## Given passage
==========
But none of this – none of it at all – compares to storyline of Marlena Evans, who is still in the show to this day (although possibly living in the mountains). Marlena was the vanguard of the coma chic that swept through television in the eighties/nineties like a somnolent wave. She’s been brainwashed, amnesiacal and stalked more times than she’s had jaunty perms, and at one point Stefano locked her in a golden cage underneath Paris, which was remarkably like Moulin Rouge, but without the songs or Nicole Kidman, thus making it better than Moulin Rouge.
==========
## What you need to do
a. Say whether each statement agrees with the Marlena Evans passage, answering yes or no and quoting the deciding words of the passage exactly. (i) Marlena Evans is still in the show. (ii) Stefano locked her in a golden cage underneath London. (iii) Marlena led the coma chic of television in the eighties and nineties.
b. Return the part of the Marlena Evans passage starting with "But none of" and going on through "than Moulin Rouge.".
c. In the Marlena Evans passage, who locked Marlena in a golden cage?

## Records supplied
==========
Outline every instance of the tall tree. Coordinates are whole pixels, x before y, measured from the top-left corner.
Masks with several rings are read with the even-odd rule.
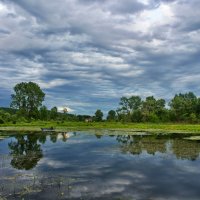
[[[50,110],[50,117],[53,120],[56,120],[58,117],[58,108],[55,106]]]
[[[116,120],[116,112],[114,110],[110,110],[107,116],[108,121],[115,121]]]
[[[21,82],[14,87],[15,94],[11,95],[11,107],[19,109],[28,118],[36,118],[38,108],[44,101],[45,93],[34,82]]]
[[[192,92],[176,94],[169,106],[176,121],[188,120],[192,114],[198,114],[198,98]]]
[[[49,111],[48,111],[47,107],[42,106],[40,108],[40,119],[41,120],[48,120],[48,117],[49,117],[48,114],[49,114]]]
[[[103,112],[101,110],[97,110],[95,112],[95,121],[96,122],[101,122],[103,120]]]
[[[142,100],[139,96],[131,96],[129,98],[122,97],[119,102],[119,105],[121,106],[119,109],[126,114],[131,114],[135,110],[138,110],[141,104]]]

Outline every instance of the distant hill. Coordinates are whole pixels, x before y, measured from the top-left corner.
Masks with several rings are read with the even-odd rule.
[[[7,108],[7,107],[0,107],[0,110],[3,110],[3,111],[8,112],[10,114],[15,114],[17,112],[17,109]]]

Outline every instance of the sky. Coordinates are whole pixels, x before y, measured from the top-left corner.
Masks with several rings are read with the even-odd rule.
[[[0,106],[35,82],[48,108],[200,96],[199,0],[0,0]]]

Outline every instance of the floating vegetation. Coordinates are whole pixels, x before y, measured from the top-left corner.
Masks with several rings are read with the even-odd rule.
[[[197,136],[190,136],[190,137],[185,137],[185,138],[183,138],[183,139],[185,139],[185,140],[196,140],[196,141],[200,141],[200,136],[199,135],[197,135]]]

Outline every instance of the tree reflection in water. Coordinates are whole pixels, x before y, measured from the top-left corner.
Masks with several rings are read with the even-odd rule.
[[[73,133],[75,135],[76,133]],[[49,135],[50,141],[56,143],[58,139],[66,142],[71,135],[66,133],[52,133]],[[8,144],[11,165],[16,169],[33,169],[43,157],[41,144],[45,144],[46,134],[17,135],[16,141]]]
[[[139,155],[146,151],[154,155],[159,153],[173,153],[177,159],[196,160],[200,155],[200,143],[165,136],[131,136],[119,135],[117,141],[121,144],[122,152]]]
[[[10,148],[10,155],[12,155],[11,165],[16,169],[29,170],[34,168],[38,161],[43,157],[41,145],[38,140],[44,143],[46,138],[37,135],[18,135],[16,141],[8,144]]]

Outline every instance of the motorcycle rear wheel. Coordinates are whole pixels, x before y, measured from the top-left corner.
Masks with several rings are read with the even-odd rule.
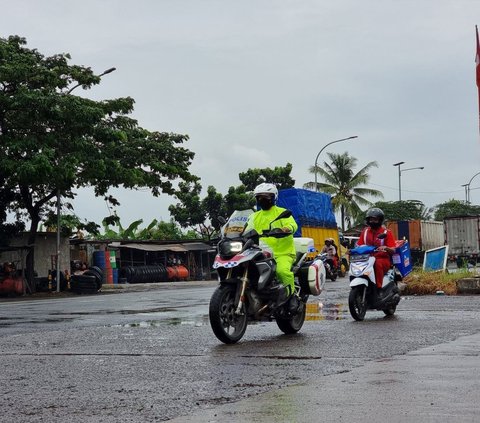
[[[285,317],[276,317],[275,321],[277,322],[277,326],[279,329],[285,333],[286,335],[291,335],[293,333],[297,333],[303,326],[305,322],[305,316],[307,314],[307,307],[305,303],[302,301],[300,310],[291,316],[290,318]]]
[[[383,310],[385,313],[385,316],[393,316],[395,314],[395,310],[397,309],[397,306],[393,306],[390,308],[387,308],[386,310]]]
[[[234,344],[242,339],[247,329],[245,305],[237,314],[235,305],[237,286],[221,285],[210,299],[210,326],[215,336],[224,344]]]
[[[357,321],[365,319],[365,314],[367,312],[367,302],[363,299],[365,289],[366,287],[364,285],[354,286],[350,290],[350,295],[348,296],[348,308],[350,309],[350,314]]]

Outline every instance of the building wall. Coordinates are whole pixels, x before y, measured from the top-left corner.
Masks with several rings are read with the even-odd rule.
[[[14,247],[27,245],[28,234],[24,233],[20,237],[13,239],[11,245]],[[1,254],[2,263],[13,261],[17,269],[23,269],[25,266],[26,251],[23,253],[23,263],[20,263],[20,252],[7,251]],[[57,234],[55,232],[39,232],[35,241],[35,271],[38,276],[47,276],[48,271],[53,269],[52,263],[55,263],[57,254]],[[70,241],[68,237],[60,238],[60,270],[63,272],[70,270]]]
==========
## Solution set
a.
(i) Yes: "who is still in the show to this day"
(ii) No: "at one point Stefano locked her in a golden cage underneath Paris"
(iii) Yes: "Marlena was the vanguard of the coma chic that swept through television in the eighties/nineties like a somnolent wave"

b.
But none of this – none of it at all – compares to storyline of Marlena Evans, who is still in the show to this day (although possibly living in the mountains). Marlena was the vanguard of the coma chic that swept through television in the eighties/nineties like a somnolent wave. She’s been brainwashed, amnesiacal and stalked more times than she’s had jaunty perms, and at one point Stefano locked her in a golden cage underneath Paris, which was remarkably like Moulin Rouge, but without the songs or Nicole Kidman, thus making it better than Moulin Rouge.

c. Stefano